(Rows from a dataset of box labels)
## START
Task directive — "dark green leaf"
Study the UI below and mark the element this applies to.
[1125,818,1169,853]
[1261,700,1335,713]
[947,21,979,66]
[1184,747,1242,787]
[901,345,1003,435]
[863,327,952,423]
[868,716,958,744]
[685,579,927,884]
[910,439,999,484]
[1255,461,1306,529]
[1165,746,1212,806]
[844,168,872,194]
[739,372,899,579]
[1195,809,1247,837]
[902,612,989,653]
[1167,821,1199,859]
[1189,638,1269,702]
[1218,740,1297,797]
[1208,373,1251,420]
## END
## START
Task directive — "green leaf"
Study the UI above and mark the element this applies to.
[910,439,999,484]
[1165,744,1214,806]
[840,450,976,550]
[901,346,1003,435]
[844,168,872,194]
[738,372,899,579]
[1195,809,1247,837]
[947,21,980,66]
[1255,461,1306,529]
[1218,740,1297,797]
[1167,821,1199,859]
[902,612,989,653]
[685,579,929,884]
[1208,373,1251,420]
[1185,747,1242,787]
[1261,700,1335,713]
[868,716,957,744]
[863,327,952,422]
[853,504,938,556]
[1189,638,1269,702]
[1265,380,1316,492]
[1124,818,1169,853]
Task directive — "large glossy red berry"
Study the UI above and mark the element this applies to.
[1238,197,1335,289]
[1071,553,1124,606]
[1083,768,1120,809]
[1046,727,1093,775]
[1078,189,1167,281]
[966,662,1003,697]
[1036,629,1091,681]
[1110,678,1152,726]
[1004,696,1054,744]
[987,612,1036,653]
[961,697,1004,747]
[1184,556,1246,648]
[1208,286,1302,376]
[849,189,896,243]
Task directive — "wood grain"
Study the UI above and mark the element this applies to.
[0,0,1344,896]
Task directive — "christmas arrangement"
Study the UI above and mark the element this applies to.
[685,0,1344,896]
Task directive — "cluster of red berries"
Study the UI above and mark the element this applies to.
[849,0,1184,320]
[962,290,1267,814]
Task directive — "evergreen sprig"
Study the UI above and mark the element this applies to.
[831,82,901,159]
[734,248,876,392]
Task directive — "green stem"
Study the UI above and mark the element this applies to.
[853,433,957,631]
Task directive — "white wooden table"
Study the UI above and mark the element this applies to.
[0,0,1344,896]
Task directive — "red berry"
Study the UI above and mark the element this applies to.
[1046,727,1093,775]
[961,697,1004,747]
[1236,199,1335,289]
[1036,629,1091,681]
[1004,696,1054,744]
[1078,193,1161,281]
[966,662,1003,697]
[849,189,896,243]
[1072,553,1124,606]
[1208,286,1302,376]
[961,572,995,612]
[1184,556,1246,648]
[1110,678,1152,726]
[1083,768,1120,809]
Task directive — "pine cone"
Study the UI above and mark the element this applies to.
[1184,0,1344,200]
## END
[Directive]: From the items above, copy every line that contains the string "Task". Match case when checking each line.

[Result of this exercise]:
Task directive — "dark green leaf"
Task directive — "green leaf"
Task directive — "large glossy red berry"
Task directive — "wood grain"
Task directive — "christmas arrangement"
Task directive — "cluster of red berries"
Task directive — "evergreen sprig"
Task directive — "green stem"
Task directive — "white wooden table"
Task directive — "red berry"
Task directive — "pine cone"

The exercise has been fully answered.